Selected passage:
---

Helen completed her secondary education at Melbourne’s prestigious Tintern Grammar and later Stratherne Presbyterian Girls School, she was tutored in piano, drama, dance, and her singing teacher was Jack White, who was also Diana Trask’s vocal coach, her musical inspirations were Edith Piaf, Marlene Dietrich, Peggy Lee, Ray Charles, and Chuck Berry.
On her school breaks she was touring with her parents as one of the “Folies Lovelies,” at age thirteen she would attend school wearing the uniform of lisle stockings, lace-up shoes and an unflattering tunic, but in the chorus line as a ‘Folies Lovely” it was fishnet tights, high heels, and flimsy nightwear (Helen above in the chorus line, second from the left). Her parents decreed that she would be a star and by the age of seventeen she was performing solo at the Chevron Hotel, St. Kilda Rd (Melb), but what she really craved was a life of domesticity and her own children, she would rebel against her parents and in 1961, at the age of 19, marry musician Kenneth Weate who was 33 years old.
Three years later in 1963 her daughter Traci was born, (Helen above with Traci at 3 weeks) and soon after she escaped the drunken violence of her first husband, and was forced to eke out an existence to support herself and baby daughter performing at pubs and clubs around the country and appearing on such local TV shows as Bandstand, In Melbourne Tonight and Sunnyside Up. She was a struggling single mother, who grabbed the chance to compete in a singing competition on GTV 9’s Bandstand, to compete for a first prize of a return air ticket to New York City, and the opportunity to secure a recording contract with Mercury Records.

---

Data under study:
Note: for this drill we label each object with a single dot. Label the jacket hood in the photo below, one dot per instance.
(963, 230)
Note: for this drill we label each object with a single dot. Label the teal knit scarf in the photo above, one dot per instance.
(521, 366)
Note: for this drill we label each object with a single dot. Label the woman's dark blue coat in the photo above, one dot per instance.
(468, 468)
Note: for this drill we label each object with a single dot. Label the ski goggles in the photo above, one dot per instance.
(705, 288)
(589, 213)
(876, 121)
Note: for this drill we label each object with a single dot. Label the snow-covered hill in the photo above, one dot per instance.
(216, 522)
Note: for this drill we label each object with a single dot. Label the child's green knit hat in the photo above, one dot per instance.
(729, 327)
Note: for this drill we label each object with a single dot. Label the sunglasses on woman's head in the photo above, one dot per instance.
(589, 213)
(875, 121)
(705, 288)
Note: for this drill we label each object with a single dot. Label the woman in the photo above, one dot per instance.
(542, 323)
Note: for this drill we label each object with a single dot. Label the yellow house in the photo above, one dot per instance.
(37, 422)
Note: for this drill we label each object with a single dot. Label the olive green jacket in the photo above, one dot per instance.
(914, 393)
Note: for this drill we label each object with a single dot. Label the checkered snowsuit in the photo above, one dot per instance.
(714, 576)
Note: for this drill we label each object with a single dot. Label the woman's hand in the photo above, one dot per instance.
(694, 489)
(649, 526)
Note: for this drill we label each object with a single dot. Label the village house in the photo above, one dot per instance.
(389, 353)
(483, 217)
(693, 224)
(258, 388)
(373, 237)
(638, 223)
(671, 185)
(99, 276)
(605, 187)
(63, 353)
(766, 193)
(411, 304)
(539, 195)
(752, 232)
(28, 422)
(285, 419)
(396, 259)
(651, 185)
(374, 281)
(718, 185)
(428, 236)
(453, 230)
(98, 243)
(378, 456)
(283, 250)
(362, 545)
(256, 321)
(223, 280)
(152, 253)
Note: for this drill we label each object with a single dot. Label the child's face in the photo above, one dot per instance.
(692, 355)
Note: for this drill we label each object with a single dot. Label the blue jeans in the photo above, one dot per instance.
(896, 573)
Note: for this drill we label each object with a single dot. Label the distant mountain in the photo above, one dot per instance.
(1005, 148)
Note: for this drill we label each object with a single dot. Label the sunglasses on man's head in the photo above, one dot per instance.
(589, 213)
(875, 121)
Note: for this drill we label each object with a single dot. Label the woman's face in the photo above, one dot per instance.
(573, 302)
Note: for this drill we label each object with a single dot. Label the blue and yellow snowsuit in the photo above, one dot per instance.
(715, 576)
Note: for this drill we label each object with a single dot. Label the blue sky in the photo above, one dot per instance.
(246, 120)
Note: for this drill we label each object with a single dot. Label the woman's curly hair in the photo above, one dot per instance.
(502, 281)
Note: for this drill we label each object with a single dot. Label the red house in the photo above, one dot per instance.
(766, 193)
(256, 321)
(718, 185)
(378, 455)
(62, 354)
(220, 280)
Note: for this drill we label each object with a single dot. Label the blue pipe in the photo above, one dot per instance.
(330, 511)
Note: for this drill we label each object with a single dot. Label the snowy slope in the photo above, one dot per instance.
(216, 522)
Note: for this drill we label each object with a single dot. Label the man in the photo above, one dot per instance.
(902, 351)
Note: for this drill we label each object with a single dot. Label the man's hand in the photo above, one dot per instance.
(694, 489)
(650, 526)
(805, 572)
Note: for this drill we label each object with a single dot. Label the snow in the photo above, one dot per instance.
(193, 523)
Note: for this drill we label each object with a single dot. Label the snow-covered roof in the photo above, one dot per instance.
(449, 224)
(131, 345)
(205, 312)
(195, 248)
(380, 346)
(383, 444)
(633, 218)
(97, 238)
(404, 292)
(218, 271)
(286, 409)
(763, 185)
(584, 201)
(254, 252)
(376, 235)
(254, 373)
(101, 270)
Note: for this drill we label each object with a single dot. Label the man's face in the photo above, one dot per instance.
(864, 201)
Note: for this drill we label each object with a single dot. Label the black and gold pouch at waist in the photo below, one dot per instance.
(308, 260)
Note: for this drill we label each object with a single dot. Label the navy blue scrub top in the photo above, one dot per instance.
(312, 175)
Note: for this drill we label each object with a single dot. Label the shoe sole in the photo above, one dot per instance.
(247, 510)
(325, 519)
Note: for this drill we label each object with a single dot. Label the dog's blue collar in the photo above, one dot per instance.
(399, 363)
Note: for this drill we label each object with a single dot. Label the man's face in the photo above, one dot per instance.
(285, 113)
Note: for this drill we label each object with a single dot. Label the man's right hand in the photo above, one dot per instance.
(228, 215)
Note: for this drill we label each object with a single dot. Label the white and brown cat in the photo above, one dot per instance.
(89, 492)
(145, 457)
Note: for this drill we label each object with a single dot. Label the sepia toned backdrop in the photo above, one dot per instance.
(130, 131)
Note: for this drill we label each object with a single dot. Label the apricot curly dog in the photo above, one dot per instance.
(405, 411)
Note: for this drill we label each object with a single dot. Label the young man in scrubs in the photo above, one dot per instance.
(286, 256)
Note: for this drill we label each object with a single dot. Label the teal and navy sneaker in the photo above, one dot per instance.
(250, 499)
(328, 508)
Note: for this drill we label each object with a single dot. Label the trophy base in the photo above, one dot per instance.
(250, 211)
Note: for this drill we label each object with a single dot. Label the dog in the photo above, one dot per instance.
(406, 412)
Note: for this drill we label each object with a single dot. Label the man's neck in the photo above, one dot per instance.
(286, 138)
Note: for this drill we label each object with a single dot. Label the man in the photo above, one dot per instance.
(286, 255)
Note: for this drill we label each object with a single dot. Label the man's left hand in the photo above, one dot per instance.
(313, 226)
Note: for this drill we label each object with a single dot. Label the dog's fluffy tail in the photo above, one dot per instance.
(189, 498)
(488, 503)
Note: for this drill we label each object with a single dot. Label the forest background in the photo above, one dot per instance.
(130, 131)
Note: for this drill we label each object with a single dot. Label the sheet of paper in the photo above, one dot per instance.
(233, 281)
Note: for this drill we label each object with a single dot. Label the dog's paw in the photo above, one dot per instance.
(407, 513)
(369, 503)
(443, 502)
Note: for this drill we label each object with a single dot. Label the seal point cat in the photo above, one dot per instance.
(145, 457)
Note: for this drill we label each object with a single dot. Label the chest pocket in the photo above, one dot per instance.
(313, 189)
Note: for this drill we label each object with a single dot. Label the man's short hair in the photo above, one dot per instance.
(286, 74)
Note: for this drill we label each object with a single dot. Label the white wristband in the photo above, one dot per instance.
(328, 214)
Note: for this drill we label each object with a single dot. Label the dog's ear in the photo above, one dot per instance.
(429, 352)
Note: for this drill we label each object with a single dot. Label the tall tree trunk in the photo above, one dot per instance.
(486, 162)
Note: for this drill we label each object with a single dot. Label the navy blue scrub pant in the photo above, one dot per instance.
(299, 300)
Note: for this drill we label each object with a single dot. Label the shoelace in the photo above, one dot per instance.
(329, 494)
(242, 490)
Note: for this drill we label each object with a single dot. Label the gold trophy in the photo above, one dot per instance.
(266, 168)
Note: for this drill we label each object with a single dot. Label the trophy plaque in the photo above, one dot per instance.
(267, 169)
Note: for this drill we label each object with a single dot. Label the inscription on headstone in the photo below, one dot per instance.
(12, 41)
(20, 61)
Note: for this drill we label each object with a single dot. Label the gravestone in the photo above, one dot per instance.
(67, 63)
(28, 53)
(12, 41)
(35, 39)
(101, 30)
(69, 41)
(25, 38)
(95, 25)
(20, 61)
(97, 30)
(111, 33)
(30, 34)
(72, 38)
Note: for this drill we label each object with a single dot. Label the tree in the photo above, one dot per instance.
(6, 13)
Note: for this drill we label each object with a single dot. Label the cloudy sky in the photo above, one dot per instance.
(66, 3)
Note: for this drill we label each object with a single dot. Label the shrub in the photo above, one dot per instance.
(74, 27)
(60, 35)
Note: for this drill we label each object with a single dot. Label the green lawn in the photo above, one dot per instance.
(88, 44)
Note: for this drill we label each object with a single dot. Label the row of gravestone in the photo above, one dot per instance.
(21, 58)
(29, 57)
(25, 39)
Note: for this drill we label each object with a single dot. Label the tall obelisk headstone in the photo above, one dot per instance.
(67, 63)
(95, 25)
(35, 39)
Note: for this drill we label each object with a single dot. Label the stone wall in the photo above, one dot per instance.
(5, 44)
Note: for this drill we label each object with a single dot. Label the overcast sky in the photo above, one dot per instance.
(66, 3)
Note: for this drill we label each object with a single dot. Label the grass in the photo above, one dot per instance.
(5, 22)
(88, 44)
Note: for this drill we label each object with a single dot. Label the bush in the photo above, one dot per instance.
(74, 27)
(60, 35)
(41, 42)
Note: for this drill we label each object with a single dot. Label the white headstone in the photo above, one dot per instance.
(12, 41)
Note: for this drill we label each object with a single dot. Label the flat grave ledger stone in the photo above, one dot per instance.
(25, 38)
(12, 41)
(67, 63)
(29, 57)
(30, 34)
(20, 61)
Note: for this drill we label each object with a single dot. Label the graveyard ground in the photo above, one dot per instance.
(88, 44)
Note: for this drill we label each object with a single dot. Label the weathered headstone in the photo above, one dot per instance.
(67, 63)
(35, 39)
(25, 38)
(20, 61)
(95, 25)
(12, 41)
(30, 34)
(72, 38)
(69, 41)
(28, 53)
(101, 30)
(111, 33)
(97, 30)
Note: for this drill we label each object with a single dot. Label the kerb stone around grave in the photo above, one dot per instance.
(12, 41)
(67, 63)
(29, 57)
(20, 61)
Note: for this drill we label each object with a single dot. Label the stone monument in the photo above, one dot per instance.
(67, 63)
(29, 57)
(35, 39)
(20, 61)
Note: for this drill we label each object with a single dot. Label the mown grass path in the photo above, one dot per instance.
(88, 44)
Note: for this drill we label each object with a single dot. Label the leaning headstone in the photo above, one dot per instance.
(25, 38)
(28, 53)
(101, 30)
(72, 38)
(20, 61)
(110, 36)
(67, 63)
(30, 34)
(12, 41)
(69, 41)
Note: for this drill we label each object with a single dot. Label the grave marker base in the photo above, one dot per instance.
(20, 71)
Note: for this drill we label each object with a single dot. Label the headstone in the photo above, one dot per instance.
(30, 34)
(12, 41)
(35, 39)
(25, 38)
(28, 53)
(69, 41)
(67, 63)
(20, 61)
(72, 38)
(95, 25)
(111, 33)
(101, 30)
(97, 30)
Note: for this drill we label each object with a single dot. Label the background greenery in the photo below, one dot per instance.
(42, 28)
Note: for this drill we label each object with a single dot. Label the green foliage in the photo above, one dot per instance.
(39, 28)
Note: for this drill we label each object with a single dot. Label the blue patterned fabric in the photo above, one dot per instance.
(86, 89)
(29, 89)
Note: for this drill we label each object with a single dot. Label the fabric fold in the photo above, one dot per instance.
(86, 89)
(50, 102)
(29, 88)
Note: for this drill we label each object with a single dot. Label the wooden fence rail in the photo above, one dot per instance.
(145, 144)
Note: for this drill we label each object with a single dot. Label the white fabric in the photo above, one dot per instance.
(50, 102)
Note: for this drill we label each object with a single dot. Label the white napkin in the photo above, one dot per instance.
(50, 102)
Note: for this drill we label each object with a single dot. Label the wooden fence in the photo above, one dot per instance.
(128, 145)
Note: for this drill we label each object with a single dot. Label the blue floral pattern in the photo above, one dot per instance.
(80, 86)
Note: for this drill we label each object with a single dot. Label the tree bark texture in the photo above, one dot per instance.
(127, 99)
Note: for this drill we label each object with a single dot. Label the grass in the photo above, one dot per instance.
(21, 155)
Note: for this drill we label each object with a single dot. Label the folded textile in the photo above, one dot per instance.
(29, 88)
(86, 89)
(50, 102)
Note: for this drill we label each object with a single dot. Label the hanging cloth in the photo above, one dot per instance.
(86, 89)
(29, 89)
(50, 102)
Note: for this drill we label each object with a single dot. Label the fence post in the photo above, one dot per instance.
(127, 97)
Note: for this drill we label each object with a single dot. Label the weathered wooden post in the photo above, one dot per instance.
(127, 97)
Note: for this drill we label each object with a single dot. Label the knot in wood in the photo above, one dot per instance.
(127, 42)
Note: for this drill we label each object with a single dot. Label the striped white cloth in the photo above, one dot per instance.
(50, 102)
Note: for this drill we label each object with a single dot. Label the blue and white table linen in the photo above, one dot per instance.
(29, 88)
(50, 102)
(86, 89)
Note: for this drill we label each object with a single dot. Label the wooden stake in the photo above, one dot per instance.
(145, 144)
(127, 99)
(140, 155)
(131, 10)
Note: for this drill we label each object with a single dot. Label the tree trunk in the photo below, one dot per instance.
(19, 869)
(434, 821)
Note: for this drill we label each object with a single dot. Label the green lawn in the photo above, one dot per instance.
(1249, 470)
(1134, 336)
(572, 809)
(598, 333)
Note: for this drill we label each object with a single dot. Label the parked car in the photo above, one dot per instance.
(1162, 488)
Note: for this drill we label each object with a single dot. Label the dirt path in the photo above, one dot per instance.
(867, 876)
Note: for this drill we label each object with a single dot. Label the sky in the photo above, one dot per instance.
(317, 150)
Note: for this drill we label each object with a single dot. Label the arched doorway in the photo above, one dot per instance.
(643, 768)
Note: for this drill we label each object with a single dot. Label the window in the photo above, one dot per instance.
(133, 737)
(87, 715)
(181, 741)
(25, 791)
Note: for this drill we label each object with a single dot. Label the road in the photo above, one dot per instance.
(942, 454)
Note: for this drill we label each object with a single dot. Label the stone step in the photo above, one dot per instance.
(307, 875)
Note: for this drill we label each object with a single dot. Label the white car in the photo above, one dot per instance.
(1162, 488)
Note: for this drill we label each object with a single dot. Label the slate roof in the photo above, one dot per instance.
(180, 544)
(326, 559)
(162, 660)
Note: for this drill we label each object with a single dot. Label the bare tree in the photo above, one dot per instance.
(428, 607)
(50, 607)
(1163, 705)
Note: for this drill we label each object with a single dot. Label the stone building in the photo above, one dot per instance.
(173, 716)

---

Your tasks:
1/ In the passage about Helen's early life, who was her singing teacher?
2/ Write the next part of the passage about Helen's early life, picking up after its final sentence.

Results:
1/ Jack White

2/
According to sociologists Helen’s birth year, as a war baby, makes her one of “the silent generation”- a docile, don’t-rock-the-boat demographic, trusting of authority, risk averse, and traditionalist – and yet she was so atypical of this one-size-fits-all profile. From her came a voice loud enough to champion a feminist anthem, strong enough to break into the fortified, insular, self-obsessed culture of American baby-boomers, and gutsy enough to carry her own prime-time US network television series – The Helen Reddy Show. Her generation experienced war and scarcity, so they were frugal, but they were also resilient, and Helen had this quality in spades, where any one of a half-a-dozen setbacks might have mired lesser souls, she persevered. The alcoholic parents, the fortune that vanished, the son all but lost in a bitter custody battle, the failed marriages — abusive husband, addict husband, thieving husband. “I cried every day for two years,” she says in her autobiography after her marriage to Jeff Wald (below with Helen) fell apart after fifteen years.
Helen blazed a trail in the US against the odds, with her own network television show, Las Vegas appearances, films (Airport 1975 and Pete’s Dragon), and regular international hits, she wrote the playbook for Olivia Newton-John and others to follow and enjoy similar success in the cutthroat American market.(Helen below with ONJ and SC)
In the process, she took three songs to the top of the US charts, won a Grammy Award, had eleven top twenty US hits in the period 1971-77, and personally racked up global record sales of 80 million. Helen pursued a career in musical theatre throughout the 1980’s appearing in Blood Brothers and Shirley Valentine, her autobiography The Woman I Am, was published in 2005, and when Helen was inducted into the ARIA Hall of Fame in 2006, Vanessa Amorosi gave a rousing performance of I Am Woman, and she was described by Toni Collette as “…an actor, crusader, and mum… she’s an Australian and we should all roar for her outstanding achievements.”